"""
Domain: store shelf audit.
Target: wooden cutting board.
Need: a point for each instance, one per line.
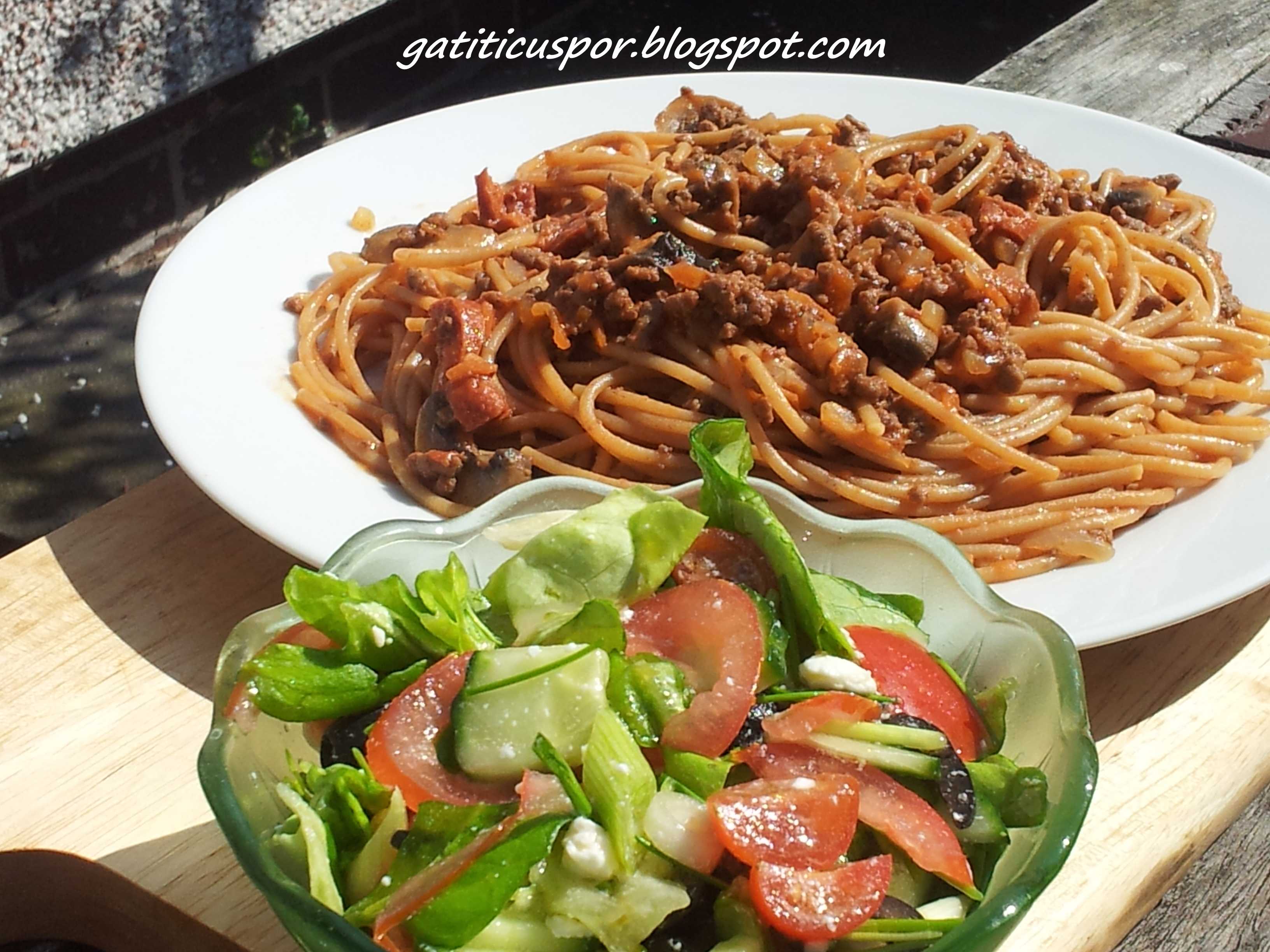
(111, 631)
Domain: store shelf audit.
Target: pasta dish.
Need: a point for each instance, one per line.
(933, 326)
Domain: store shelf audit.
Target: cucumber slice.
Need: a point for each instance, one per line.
(496, 726)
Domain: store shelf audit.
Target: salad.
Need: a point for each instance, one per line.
(652, 729)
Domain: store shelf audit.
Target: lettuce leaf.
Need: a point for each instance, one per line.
(346, 799)
(310, 836)
(722, 451)
(846, 604)
(619, 550)
(295, 683)
(385, 626)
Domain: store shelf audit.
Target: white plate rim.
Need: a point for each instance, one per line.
(186, 450)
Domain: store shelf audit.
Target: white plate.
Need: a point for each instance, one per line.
(214, 342)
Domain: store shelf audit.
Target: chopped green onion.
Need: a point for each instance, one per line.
(891, 734)
(780, 697)
(535, 673)
(705, 878)
(552, 760)
(887, 758)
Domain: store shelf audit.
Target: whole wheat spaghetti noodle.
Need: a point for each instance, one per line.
(934, 326)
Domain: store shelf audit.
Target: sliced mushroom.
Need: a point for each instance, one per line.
(902, 332)
(487, 474)
(628, 215)
(690, 112)
(379, 248)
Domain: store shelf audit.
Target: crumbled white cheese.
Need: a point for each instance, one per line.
(947, 908)
(832, 673)
(588, 851)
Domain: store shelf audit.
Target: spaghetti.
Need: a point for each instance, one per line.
(934, 327)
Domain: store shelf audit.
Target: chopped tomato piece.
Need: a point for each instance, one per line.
(905, 671)
(797, 723)
(540, 794)
(710, 629)
(816, 905)
(886, 805)
(718, 554)
(804, 822)
(688, 276)
(402, 748)
(239, 706)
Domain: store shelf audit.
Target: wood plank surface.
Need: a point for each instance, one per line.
(1163, 63)
(1185, 66)
(126, 610)
(114, 625)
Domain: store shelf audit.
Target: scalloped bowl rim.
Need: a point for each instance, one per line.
(992, 919)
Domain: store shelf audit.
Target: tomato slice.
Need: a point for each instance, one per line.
(239, 707)
(905, 671)
(719, 554)
(886, 805)
(710, 629)
(402, 748)
(797, 723)
(540, 794)
(802, 822)
(816, 905)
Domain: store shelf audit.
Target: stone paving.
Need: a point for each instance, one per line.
(72, 70)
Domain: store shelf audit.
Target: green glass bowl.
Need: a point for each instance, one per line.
(983, 638)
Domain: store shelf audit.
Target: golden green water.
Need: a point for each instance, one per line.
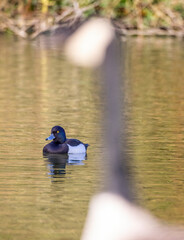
(40, 89)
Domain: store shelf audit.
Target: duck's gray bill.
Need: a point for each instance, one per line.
(50, 137)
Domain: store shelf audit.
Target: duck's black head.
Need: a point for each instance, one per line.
(57, 134)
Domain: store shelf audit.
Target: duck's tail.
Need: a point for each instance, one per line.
(86, 145)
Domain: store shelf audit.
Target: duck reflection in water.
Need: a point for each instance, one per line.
(57, 163)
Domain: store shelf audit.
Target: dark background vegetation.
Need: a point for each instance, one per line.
(25, 17)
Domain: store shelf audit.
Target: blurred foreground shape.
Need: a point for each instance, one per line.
(112, 214)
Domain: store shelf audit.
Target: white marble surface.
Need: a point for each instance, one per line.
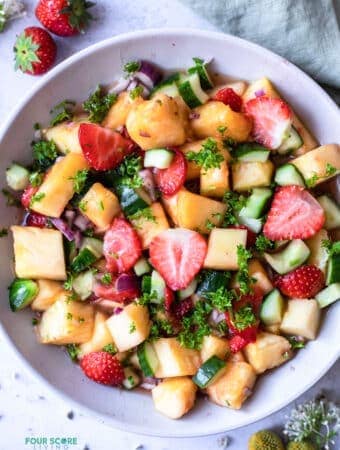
(26, 408)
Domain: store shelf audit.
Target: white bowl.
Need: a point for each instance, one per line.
(73, 79)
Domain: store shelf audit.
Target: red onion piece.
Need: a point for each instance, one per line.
(63, 227)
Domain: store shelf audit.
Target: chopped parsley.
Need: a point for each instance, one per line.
(98, 105)
(209, 156)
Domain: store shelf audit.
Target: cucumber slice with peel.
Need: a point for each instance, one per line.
(209, 372)
(291, 257)
(328, 295)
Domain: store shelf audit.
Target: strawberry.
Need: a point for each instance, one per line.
(122, 247)
(303, 282)
(178, 255)
(104, 149)
(170, 180)
(229, 97)
(272, 119)
(64, 17)
(294, 214)
(35, 51)
(103, 368)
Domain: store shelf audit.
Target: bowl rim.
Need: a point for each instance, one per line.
(116, 40)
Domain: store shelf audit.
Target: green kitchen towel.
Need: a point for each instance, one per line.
(305, 32)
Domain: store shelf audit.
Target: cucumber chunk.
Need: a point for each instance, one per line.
(17, 177)
(251, 152)
(83, 284)
(332, 212)
(333, 269)
(189, 290)
(158, 157)
(148, 359)
(209, 372)
(256, 203)
(291, 257)
(328, 295)
(141, 267)
(293, 142)
(288, 174)
(271, 312)
(21, 293)
(190, 89)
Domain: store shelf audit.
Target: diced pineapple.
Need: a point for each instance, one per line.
(101, 335)
(267, 352)
(66, 322)
(100, 205)
(210, 117)
(174, 397)
(302, 318)
(58, 187)
(175, 360)
(130, 327)
(65, 135)
(318, 253)
(195, 211)
(268, 89)
(38, 253)
(247, 175)
(315, 164)
(148, 229)
(214, 345)
(234, 386)
(222, 248)
(117, 115)
(47, 295)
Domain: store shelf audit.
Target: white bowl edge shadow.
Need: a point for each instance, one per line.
(170, 48)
"""
• What is expected: List each line of the records above that contains the word "green". Case counts.

• Correct response:
Target: chopped green onion.
Target: green glass bowl.
Target: golden green water.
Target: green kitchen towel.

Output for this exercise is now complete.